Begin Input rows
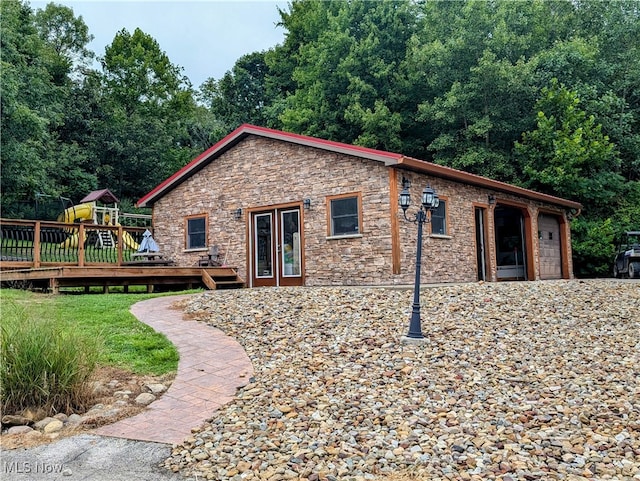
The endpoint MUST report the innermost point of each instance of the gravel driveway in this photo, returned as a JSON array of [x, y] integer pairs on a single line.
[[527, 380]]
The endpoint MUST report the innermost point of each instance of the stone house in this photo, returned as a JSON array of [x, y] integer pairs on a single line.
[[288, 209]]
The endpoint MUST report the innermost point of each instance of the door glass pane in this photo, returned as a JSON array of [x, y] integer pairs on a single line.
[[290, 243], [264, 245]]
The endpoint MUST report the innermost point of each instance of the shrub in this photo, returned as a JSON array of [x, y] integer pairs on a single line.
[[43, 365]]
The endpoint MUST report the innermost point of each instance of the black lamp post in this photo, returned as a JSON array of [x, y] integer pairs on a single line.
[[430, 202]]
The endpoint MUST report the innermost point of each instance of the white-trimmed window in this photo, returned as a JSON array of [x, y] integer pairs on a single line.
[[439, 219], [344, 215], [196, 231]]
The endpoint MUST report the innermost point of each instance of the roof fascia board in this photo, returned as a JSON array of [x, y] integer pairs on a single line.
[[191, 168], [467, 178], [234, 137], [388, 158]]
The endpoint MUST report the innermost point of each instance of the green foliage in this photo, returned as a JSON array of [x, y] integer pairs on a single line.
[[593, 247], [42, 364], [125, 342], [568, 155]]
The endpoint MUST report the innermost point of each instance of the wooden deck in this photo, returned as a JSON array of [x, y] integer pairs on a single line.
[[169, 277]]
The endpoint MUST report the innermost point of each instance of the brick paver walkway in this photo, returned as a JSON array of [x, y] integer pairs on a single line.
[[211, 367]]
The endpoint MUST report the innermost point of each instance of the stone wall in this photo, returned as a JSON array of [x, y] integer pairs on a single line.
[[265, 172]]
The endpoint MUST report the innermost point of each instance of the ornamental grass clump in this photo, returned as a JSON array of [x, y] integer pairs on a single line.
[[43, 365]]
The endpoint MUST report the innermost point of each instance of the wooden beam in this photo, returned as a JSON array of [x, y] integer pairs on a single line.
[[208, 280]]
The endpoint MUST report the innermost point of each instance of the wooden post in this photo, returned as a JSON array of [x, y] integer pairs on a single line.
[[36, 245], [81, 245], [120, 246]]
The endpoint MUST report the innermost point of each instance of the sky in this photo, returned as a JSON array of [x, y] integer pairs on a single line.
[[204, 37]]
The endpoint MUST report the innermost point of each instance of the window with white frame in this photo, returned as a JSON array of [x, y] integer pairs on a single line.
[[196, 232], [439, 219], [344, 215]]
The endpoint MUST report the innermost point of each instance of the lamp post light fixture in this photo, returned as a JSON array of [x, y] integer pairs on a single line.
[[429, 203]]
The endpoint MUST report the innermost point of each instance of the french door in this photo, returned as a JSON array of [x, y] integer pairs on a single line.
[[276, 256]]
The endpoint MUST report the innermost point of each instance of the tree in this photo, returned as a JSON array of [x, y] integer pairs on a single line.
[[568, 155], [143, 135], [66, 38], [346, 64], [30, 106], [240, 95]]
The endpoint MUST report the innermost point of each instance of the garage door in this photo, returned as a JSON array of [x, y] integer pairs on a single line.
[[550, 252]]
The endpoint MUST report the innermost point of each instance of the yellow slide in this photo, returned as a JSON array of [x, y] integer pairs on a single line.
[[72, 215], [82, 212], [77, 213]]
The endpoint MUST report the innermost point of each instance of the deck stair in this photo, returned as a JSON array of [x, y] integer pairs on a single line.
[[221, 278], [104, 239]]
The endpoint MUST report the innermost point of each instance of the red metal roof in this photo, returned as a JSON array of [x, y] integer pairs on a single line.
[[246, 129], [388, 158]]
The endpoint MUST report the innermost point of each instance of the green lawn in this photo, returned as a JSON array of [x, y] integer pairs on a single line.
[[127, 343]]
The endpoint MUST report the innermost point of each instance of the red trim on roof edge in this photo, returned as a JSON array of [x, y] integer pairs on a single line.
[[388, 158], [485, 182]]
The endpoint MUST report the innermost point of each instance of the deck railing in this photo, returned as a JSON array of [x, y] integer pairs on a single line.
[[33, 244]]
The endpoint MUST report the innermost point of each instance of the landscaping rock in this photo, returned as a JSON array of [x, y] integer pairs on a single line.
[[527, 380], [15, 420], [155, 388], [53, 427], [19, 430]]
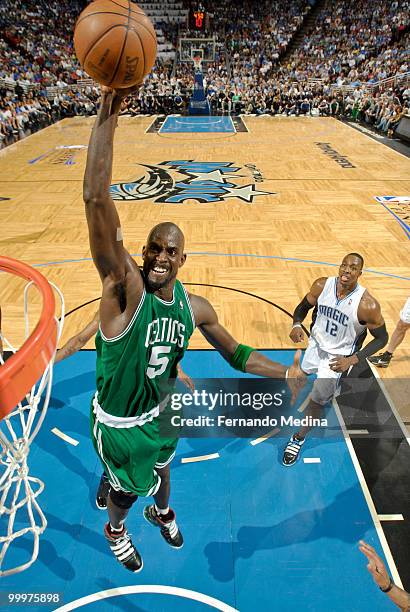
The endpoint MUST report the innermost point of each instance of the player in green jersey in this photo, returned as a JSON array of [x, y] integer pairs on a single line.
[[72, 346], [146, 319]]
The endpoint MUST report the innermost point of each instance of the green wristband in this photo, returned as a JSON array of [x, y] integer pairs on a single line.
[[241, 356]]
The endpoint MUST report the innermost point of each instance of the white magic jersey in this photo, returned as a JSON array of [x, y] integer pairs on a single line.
End Input rows
**Instruction**
Copy all of the lines above word for word, in their original order. Leave the pictures out of your copy.

**Solved exercise**
The endpoint MUST report the innermost point of each instance of the gravel driveway in this photo, returned as a JSON array of [x, y] integer pairs on a single line.
[[527, 380]]
The endpoint MUST report the innermost point of each instance of the stone house in this photo, returned as a JSON array of [x, y] integer pairs on a single line.
[[288, 209]]
The endpoint MUST report the innermost point of each instance of the door glass pane in this photo, returned as a JSON array of [x, y] integer pairs on a single line.
[[290, 243], [264, 245]]
The endpoint MUST report the innermost point of each instance of the shrub in this photo, returned as a JSON array of [x, y] integer pairs on a single line.
[[43, 365]]
The endpoint MUST report the innermost point of each instance of the black lamp post in this photo, returned as a JSON array of [x, y] integer pairs on a single line.
[[430, 202]]
The endpoint MUST report the innermost point of each instance of the white-trimmed window in this photo, returned as a JSON array of [x, y] integer pairs on a single line.
[[439, 219], [344, 215], [196, 231]]
The endpoint MUST report the innermost point of each instance of the roof fascia board in this photo, returned as a JSON array of [x, y] integer pairs on a single line.
[[191, 168], [467, 178], [234, 137], [388, 158]]
The endpoint MUST report the innermost point of each instance of the green foliage in this photo, returned as a JSON array of [x, y] integer pairs on a single line.
[[593, 247], [42, 364], [125, 342], [568, 155]]
The endpoint MUST report the innermost point of each instance of the wooden deck in this photo, returned as a JSON array of [x, y] integer pairs on a single line.
[[169, 277]]
The endpoint MUST report the innermost point of each instance of the brick paver walkway in this photo, returned as a JSON array of [x, y] integer pairs on a single line.
[[211, 367]]
The endpoint MUST report the innermost point of each instance of the stone wall in this photo, returned as a JSON array of [x, y] integer pairs on a single line.
[[265, 172]]
The endpoint MUST report the innermost point of each instance of the ornamental grass clump in this photo, returned as a JSON array of [x, y] integer pairs on a single line.
[[43, 365]]
The endpoint MUST report the innermost point of each instance of the wooden beam in this photo, returned as a JSON array of [x, y] integer pairs on a single line.
[[208, 280]]
The endpoint MUST report the innermost point of each instance of the wooden post in this photo, returned as a JSON array of [x, y] integer pairs on a single line.
[[36, 245], [81, 245], [120, 246]]
The endpoint MUST report the innermost point of each instance of the sky in this photo, returned as a JSON array of [x, y] integer pairs on a single line.
[[204, 37]]
The endpoint MUST report the innermost point of each instance of the window with white frame in this photo, returned as a JSON array of [x, y] integer pairs on a single line.
[[196, 232], [439, 219], [344, 215]]
The endpoint MUST report the innermost point of each instance of the lamp post light fixture in this photo, returned as a JSON array of [x, y] integer pairs on a single line.
[[429, 203]]
The endpoint MUST report the innermost point of each instance of the french door in this photo, returned as a JSON array of [x, y] integer pairs on a single line.
[[276, 256]]
The endpoint MUST report the innermost point of each instance of the tree in this photo, returned as a JSON array of [x, y] integer pairs on a single line.
[[568, 155], [143, 135], [66, 38], [346, 64], [30, 106], [240, 95]]
The endpoint MUST report the innermost point of each instance of the garage door in this photo, returned as a JSON array of [x, y] integer pairs on a single line.
[[550, 252]]
The endpoint MUST report the innermost point of each instance of the yellow slide in this photo, returned as a JSON array of [x, y] integer pairs on a single line.
[[72, 215], [82, 212], [77, 213]]
The endpoint MUST report the innermost point of each instance of the deck stair in this photo, returned as a JSON array of [x, y] integer pairs on a single line.
[[221, 278], [104, 239]]
The endpoint MUST report the innermost point of each instance of the red metal roof in this photo, returned as a JSON array of [x, y] integer pairs on a single line.
[[246, 129], [388, 158]]
The endpoint MUST report the innermost point of each instance of the green lawn in this photo, returned as a JSON array of [x, y] integer pairs on a single line.
[[127, 343]]
The endpoint MUST report the innermost point of each instance of the red trim on roof edge in this photo, returned as a JSON array of [x, y] integer pairs on a single line.
[[388, 158], [485, 182]]
The endpoint MUST report the innermost point of each instance of the deck railing in this photo, returned as a JSON array of [x, y] integer pairs on a single line.
[[33, 244]]
The endpoint MUST report the innermost point of each instance of the landscaping rock in this photo, returned as a JSON array of [x, y] integer pairs on a single line.
[[527, 380], [15, 420], [155, 388], [53, 427], [19, 430]]
The endpoint MUST report the innermost point of each instance of the player in green jersey in this photo, returned as a JSON array of [x, y] integer pairs on a single line.
[[72, 346], [146, 319]]
The endpoint MUST report the innermost point of each instance of the green wristband in this photo, returned as a JSON array of [x, y] integer pairs on a single line.
[[241, 356]]
The endpoint MUST report the innermost point of each instance of the white magic jersey in this photo, returned as a JSON array of [x, y] integer pairs on a single line.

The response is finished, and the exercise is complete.